Saved data entries
----------------

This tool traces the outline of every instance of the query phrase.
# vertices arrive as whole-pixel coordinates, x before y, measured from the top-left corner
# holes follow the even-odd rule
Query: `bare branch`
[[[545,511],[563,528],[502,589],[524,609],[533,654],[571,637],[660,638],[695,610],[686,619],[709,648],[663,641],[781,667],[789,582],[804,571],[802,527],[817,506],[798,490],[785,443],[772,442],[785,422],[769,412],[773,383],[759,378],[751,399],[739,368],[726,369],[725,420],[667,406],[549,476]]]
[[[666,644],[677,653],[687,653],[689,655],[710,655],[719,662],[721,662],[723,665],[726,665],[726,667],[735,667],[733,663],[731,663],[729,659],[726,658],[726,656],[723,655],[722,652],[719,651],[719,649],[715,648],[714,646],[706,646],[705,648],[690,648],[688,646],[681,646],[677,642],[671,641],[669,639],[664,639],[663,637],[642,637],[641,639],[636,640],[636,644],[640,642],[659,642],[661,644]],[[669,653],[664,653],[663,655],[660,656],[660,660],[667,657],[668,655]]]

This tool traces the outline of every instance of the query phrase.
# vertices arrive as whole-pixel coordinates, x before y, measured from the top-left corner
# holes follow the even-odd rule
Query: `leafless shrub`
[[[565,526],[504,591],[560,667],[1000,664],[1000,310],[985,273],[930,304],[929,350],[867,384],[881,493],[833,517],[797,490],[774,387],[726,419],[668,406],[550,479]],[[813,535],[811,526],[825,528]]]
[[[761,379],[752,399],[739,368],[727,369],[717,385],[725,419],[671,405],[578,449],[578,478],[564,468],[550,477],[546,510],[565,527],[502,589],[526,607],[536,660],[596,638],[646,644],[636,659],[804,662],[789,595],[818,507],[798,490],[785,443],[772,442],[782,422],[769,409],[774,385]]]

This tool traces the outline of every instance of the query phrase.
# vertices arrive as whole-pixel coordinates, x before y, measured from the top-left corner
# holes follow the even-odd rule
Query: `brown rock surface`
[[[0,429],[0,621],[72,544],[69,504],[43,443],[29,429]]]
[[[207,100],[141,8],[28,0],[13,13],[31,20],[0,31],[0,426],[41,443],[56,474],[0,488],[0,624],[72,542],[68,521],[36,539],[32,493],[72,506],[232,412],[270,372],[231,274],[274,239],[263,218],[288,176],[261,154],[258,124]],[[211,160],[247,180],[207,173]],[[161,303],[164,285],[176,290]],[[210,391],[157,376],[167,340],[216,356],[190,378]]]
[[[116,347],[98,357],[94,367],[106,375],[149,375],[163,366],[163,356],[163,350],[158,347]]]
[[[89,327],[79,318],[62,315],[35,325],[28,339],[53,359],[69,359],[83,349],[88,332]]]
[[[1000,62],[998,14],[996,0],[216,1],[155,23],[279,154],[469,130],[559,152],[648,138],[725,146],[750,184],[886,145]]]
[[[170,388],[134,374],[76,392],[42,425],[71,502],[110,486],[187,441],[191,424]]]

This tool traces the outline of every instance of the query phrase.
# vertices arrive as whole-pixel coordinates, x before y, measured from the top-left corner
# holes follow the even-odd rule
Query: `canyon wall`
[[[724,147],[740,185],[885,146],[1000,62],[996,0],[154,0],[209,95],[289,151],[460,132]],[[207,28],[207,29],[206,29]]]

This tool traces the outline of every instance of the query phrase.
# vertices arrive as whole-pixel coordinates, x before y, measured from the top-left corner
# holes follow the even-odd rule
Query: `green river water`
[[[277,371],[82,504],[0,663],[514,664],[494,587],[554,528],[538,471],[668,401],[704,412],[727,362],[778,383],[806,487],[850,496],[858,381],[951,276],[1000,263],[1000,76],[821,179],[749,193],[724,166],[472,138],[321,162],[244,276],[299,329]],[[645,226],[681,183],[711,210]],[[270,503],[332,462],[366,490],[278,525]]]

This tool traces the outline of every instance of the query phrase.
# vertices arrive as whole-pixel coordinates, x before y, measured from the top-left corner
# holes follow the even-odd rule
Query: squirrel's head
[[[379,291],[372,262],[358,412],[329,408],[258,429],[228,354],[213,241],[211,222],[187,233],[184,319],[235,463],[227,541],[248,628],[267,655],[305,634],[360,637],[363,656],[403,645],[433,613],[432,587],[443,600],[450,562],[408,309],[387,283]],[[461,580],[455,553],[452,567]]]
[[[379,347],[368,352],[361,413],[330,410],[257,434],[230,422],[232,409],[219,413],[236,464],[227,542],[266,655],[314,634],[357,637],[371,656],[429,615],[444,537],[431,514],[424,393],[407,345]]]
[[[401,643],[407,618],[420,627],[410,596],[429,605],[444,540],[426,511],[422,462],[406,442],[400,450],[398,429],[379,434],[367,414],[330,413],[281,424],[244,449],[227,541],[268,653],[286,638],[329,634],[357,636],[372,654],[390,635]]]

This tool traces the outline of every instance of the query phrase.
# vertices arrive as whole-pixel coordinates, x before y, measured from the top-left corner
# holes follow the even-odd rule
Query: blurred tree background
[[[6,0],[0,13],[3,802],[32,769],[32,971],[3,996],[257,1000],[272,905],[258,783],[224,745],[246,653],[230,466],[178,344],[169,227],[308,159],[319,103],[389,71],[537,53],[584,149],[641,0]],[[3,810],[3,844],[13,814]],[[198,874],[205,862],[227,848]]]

----------------

* PROBLEM: Repeat the data. Keep every word the same.

* OUTPUT FOR THIS EXERCISE:
This tool traces the outline of every instance of the query phrase.
# vertices arrive as whole-pixel coordinates, x before y, measured from the top-left corner
# holes follow the even-odd rule
Query: `bare branch`
[[[545,511],[563,528],[502,589],[524,609],[533,654],[571,637],[660,638],[695,610],[686,619],[709,648],[663,641],[781,667],[789,582],[804,571],[802,527],[817,506],[798,490],[785,443],[772,442],[785,422],[769,412],[773,383],[759,378],[751,399],[739,368],[726,369],[725,420],[667,406],[549,476]]]
[[[666,644],[677,653],[687,653],[689,655],[710,655],[719,662],[721,662],[723,665],[726,665],[726,667],[735,667],[733,663],[731,663],[729,659],[726,658],[726,656],[723,655],[722,652],[719,651],[719,649],[715,648],[714,646],[706,646],[705,648],[690,648],[688,646],[681,646],[677,642],[671,641],[669,639],[664,639],[663,637],[642,637],[641,639],[636,640],[636,644],[640,642],[659,642],[661,644]],[[669,653],[664,653],[663,655],[660,656],[660,660],[667,657],[668,655]]]

This tool traces the outline of every instance of the query phrase.
# vertices arrive as whole-pixel coordinates, x before y, measured from the top-left corner
# holes follow the even-odd rule
Query: `leafless shrub`
[[[565,526],[504,591],[560,667],[1000,664],[1000,310],[985,273],[930,304],[929,350],[867,384],[881,493],[833,517],[797,490],[774,387],[726,419],[668,406],[550,479]],[[813,535],[811,526],[825,528]]]
[[[761,379],[752,399],[739,368],[727,369],[717,385],[725,419],[671,405],[578,449],[578,478],[564,468],[550,477],[546,510],[565,527],[502,589],[526,607],[536,660],[596,638],[646,644],[636,659],[804,662],[789,595],[818,507],[798,490],[785,443],[772,442],[782,422],[769,409],[774,385]]]

This tool traces the outline of every instance of the query phrase.
# vertices arrive as whole-pixel coordinates, x before y, measured from the top-left corner
# holes follow the even-odd rule
Query: `brown rock surface`
[[[0,429],[0,621],[72,544],[69,504],[43,443],[29,429]]]
[[[207,100],[141,8],[28,0],[13,13],[31,20],[0,31],[0,426],[41,443],[56,474],[0,488],[0,624],[72,542],[68,521],[36,539],[32,493],[72,506],[232,412],[270,372],[231,274],[274,239],[263,218],[288,176],[261,154],[258,124]],[[211,160],[247,180],[207,173]],[[161,303],[164,285],[176,290]],[[210,391],[157,376],[167,340],[216,356],[190,378]]]
[[[116,347],[98,357],[94,367],[106,375],[149,375],[163,366],[163,356],[163,350],[158,347]]]
[[[89,327],[79,318],[62,315],[35,325],[28,339],[53,359],[69,359],[83,349],[88,332]]]
[[[1000,62],[998,14],[996,0],[216,1],[155,23],[279,154],[469,130],[559,152],[648,138],[725,146],[750,184],[886,145]]]
[[[170,388],[134,374],[76,392],[42,425],[71,502],[110,486],[187,441],[191,424]]]

This tool traces the outline of every instance of the query phrase.
# vertices arrive as whole-pixel coordinates, x before y, measured from the top-left corner
# holes follow the even-odd rule
Query: `canyon wall`
[[[724,147],[740,185],[885,146],[1000,62],[996,0],[154,0],[209,95],[289,151],[460,132]],[[207,28],[207,29],[206,29]]]

This tool traces the outline of every instance of the query phrase.
# vertices arrive as whole-pixel coordinates, x before y, measured from the top-left corner
# holes follow the even-odd rule
Query: `green river water`
[[[277,371],[82,504],[0,663],[514,664],[494,587],[554,528],[538,471],[668,401],[704,412],[727,362],[778,383],[806,487],[850,496],[858,381],[951,276],[1000,263],[1000,76],[821,179],[749,193],[724,166],[472,138],[321,162],[244,276],[299,329]],[[645,226],[681,183],[711,210]],[[270,503],[332,462],[366,490],[278,525]]]

This tool traces the outline of every instance of the query phrase.
# vertices arrive as whole-pixel coordinates, x before y, measured from the top-left corner
# holes follow the even-odd rule
Query: squirrel's head
[[[379,291],[372,262],[358,412],[329,408],[258,429],[228,354],[213,241],[211,222],[187,233],[184,319],[235,463],[227,541],[248,628],[267,655],[305,634],[360,637],[363,656],[403,645],[433,613],[432,587],[443,600],[450,562],[408,309],[387,283]],[[461,580],[455,553],[452,567]]]
[[[379,347],[368,352],[361,413],[330,410],[257,434],[230,422],[232,409],[219,413],[236,464],[227,542],[266,655],[314,634],[357,637],[371,656],[429,615],[444,537],[431,514],[424,393],[407,345]]]
[[[401,643],[407,618],[420,627],[410,596],[429,605],[444,540],[426,511],[422,462],[406,442],[400,450],[398,429],[379,434],[367,414],[330,413],[281,424],[244,449],[227,541],[268,653],[286,638],[329,634],[357,636],[372,654],[390,635]]]

This tool traces the outline of every instance of the query phrase.
# vertices arrive as whole-pixel coordinates, x before y, measured from the top-left corner
# holes follow the even-odd rule
Query: blurred tree background
[[[6,0],[0,13],[3,802],[32,769],[32,971],[3,996],[257,1000],[272,905],[258,783],[224,745],[246,653],[230,466],[178,344],[169,227],[308,159],[319,103],[389,71],[537,53],[584,149],[641,0]],[[3,810],[3,844],[13,814]],[[198,874],[205,862],[227,848]]]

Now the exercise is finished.